** Отрывок для разбора **
—————

Кормилице, играющей, по выражению одного исследователя, роль дьявола, который цитирует Библию, нельзя отказать в риторическом мастерстве и в убедительности ее аргументации. Здесь и необоримая сила Киприды, порождающей все живое на земле, и ссылка на богов, вступающих в противозаконные связи между собой. Здесь, наконец, и апелляция к чувству самосохранения Федры: разумеется, лучше бы ей было не желать соединения с Ипполитом, но если под угрозу поставлена ее жизнь, то разве не вправе вскормившая ее нянька пойти на крайние меры?
Федра реагирует на все это достаточно однозначно: добрая слава ей по-прежнему дороже соблазнительных слов, и в доводах кормилицы она видит сплошной позор[164]. Единственное, что привлекает ее внимание в речах няньки, это упоминание о «зелье, смягчающем любовь», которое излечит Федру от болезни, не вынуждая ее к позору и не повреждая ее рассудка (509–512). «Мазь или питье это лекарство?» — спрашивает Федра (516)[165]. По поводу стихов, заключающих диалог Федры с кормилицей, исследователи трагедии высказывают самые противоречивые мнения.
Одни из них видят в Федре ослепленную страстью влюбленную (а иногда и вовсе «похотливую бабенку») и полагают, что в словах няньки она находит брошенный ей спасительный канат, за который охотно хватается.
Другие исследователи, придерживающиеся о нашей героине более высокого мнения, все же допускают, что няньке удается сломить сопротивление царицы: и без того измученная внутренней борьбой, она рада переложить на другого ответственность. Если же старуха сумеет приворожить Ипполита и от него будет исходить инициатива сближения, то Федра, оставшись в положении пассивной стороны, опять же добьется своей цели.
Наконец, третья категория филологов полагает, что разбираемые стихи не находятся в противоречии с нравственным кредо Федры и не дают оснований порочить ее: если обещанное лекарство ничем не повредит ее доброму имени и здоровью, почему бы его не испробовать? Если же эта попытка окончится неудачей, Федра по-прежнему окажется перед трагическим выбором: позор или смерть. Показательно, что величайшую трудность положения Федры вполне осознает хор, безоговорочно разделяющий ее отношение к позорным предложениям кормилицы.

—————

** Извлеченные данные **
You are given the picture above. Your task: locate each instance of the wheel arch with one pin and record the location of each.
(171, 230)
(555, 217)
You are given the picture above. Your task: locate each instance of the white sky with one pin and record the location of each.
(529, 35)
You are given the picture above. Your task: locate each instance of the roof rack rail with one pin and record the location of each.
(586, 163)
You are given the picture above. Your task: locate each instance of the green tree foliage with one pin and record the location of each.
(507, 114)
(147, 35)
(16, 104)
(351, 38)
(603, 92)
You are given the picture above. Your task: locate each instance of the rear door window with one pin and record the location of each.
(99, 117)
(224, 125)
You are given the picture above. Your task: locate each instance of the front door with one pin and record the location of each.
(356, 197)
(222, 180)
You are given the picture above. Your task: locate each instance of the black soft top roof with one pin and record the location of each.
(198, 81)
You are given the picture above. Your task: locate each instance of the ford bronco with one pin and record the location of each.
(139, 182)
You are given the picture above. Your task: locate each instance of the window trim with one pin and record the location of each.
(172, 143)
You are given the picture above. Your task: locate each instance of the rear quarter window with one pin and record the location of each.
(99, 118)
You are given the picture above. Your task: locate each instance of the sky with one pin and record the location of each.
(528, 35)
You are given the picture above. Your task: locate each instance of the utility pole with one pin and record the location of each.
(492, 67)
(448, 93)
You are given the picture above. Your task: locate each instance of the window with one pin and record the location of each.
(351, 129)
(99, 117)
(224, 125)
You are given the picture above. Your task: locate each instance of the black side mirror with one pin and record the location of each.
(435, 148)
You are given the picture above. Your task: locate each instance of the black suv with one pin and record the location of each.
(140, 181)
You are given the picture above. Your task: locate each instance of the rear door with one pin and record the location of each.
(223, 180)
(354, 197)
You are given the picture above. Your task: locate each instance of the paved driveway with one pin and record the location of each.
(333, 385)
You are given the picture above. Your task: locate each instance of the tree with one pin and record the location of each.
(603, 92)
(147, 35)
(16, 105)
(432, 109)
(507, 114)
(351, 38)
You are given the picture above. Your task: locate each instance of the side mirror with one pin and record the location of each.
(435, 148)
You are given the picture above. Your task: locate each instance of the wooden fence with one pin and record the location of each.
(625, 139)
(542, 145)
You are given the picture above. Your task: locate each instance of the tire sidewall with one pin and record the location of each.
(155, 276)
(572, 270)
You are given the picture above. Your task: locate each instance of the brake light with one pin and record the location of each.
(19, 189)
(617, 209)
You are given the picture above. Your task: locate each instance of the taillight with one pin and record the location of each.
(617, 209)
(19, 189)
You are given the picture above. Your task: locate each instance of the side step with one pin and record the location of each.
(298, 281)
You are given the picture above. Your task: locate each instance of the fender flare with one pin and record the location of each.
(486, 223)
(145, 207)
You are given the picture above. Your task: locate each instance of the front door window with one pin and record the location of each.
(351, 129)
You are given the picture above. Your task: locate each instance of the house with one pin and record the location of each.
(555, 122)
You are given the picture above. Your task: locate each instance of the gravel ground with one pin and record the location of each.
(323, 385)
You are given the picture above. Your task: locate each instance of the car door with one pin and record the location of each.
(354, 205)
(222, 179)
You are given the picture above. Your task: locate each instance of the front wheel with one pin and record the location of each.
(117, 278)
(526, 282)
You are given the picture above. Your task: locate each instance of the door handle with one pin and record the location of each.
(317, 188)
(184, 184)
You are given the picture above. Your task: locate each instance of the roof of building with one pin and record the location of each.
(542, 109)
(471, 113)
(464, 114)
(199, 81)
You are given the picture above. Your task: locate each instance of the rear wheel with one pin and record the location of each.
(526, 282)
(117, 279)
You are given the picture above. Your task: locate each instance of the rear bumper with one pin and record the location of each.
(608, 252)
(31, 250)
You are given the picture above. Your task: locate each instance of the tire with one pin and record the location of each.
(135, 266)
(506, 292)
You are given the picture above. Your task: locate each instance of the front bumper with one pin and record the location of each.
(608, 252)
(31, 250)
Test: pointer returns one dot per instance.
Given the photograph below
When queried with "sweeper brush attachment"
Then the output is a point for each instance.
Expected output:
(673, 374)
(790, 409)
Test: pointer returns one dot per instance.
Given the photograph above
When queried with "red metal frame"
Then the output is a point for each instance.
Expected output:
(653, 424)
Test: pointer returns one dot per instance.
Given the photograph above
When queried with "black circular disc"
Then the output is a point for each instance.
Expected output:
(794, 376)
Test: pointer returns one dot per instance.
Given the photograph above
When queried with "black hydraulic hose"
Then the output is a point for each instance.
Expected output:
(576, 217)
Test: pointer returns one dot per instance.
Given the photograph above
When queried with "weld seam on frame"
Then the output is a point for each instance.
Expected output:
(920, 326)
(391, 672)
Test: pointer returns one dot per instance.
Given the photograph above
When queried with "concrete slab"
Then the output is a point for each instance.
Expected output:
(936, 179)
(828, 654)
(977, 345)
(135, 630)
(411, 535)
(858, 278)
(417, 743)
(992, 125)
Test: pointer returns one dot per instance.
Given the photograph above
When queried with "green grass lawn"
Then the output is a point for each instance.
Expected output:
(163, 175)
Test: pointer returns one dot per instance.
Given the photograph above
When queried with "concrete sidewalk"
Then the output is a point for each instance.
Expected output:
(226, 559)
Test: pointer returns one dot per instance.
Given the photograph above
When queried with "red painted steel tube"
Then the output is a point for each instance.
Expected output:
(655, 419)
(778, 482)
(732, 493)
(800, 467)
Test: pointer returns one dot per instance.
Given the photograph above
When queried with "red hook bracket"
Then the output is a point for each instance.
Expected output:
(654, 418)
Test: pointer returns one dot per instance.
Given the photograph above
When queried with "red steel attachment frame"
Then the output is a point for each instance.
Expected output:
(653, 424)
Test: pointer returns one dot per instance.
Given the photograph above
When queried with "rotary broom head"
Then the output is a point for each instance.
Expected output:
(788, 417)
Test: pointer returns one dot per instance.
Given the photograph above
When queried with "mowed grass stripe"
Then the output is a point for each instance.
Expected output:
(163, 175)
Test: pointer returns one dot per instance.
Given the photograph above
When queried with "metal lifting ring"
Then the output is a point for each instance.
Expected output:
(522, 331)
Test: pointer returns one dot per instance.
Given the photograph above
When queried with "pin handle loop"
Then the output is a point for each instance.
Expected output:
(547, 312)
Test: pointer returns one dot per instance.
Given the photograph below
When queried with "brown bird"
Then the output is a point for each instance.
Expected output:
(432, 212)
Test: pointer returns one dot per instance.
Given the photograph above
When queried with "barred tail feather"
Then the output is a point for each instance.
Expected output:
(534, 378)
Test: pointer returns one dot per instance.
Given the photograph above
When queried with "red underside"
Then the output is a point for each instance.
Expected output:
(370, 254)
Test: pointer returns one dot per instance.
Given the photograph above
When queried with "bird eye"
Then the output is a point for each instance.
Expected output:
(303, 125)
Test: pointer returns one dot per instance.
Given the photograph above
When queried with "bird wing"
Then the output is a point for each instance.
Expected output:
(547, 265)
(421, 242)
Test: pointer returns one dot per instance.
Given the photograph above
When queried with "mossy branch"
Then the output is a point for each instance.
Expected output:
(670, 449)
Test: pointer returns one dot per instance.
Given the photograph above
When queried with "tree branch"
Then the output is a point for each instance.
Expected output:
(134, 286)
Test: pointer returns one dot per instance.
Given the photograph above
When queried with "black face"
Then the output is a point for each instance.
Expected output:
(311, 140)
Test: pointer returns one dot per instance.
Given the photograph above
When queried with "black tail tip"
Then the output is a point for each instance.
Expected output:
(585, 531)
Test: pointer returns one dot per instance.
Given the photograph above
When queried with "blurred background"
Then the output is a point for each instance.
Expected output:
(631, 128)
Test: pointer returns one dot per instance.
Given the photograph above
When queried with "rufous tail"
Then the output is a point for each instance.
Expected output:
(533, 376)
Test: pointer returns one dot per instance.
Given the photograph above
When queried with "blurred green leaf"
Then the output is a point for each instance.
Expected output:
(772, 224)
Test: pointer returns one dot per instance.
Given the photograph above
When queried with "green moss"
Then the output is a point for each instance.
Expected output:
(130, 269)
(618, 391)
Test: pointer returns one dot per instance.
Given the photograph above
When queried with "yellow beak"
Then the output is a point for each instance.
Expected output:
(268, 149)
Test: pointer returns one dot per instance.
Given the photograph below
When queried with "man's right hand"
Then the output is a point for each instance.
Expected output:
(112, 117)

—————

** Необходимые действия **
1. Перепишите без изменений фрагмент отрывка о Федре и кормилице: от слов «Одни из них» до слов «который охотно хватается.» включительно.
2. Кто, согласно отрывку о Федре и кормилице, вполне осознает величайшую трудность положения Федры?
3. Продолжите отрывок о Федре и кормилице, начав сразу после его последнего предложения.
Список здесь ни при чем.

** Набор ответов **
1.
Одни из них видят в Федре ослепленную страстью влюбленную (а иногда и вовсе «похотливую бабенку») и полагают, что в словах няньки она находит брошенный ей спасительный канат, за который охотно хватается.

2. Хор, безоговорочно разделяющий ее отношение к позорным предложениям кормилицы.

3.
Услышав невольное признание Федры, женщины сразу понимают, что она себя безвозвратно погубила и что жить ей осталось недолго (368 сл.). После монолога героини хор снова поддерживает ее в ориентации на «благородную славу» (432), аргументы же кормилицы комментирует еще более недвусмысленно: «Федра, она говорит, конечно, полезное в сложившейся бедственной обстановке, но я хвалю тебя. Правда, эта похвала тяжелее ее слов, и тебе намного больнее ее слушать» (482–485). Хор, далее, проявляет редкую понятливость, когда из дворца доносится грозный голос Ипполита, клеймящего кормилицу за попытку свести его с мачехой. «Увы, какие беды! — восклицают женщины, обращаясь к Федре. — Ты предана!.. Тайна раскрылась, ты погибла, увы, увы! преданная близким человеком» (591–595). И снова, после гневного монолога Ипполита: «Увы, увы! свершилось, и невозможно выправить, госпожа, уловки твоей служанки» (680 сл.). Для Федры эти слова служат напоминанием о той роли, которую сыграла в ее судьбе кормилица. «Разве не сказала я тебе, разве не внушала молчать о том, отчего теперь погибаю? — обрушивается она на няньку. — Ты же не сдержалась, — из-за этого я умираю в бесславии» (685–688).
163
Аякс. 436, 465, 769; 473 сл.; Ф. 108, 475 сл., 524, 906, 909, 1228, 1234, 1249, 1382 сл.
165
Присоединяя вопрос Федры непосредственно к ст. 512, мы следуем за теми издателями текста, которые считают ст. 513–515 неподлинными. В самом деле, в словах кормилицы (509–512) Федра видит надежду на спасительное средство, способное излечить от любви (она по-прежнему боится, как бы кормилица не открыла ее тайны Ипполиту, 520), нянька же имеет в виду приворотное зелье для Ипполита. Таким образом, каждый думает о своем, и этим создается трагическая двусмысленность; сохранение в тексте ст. 513–515 ее начисто разрушает.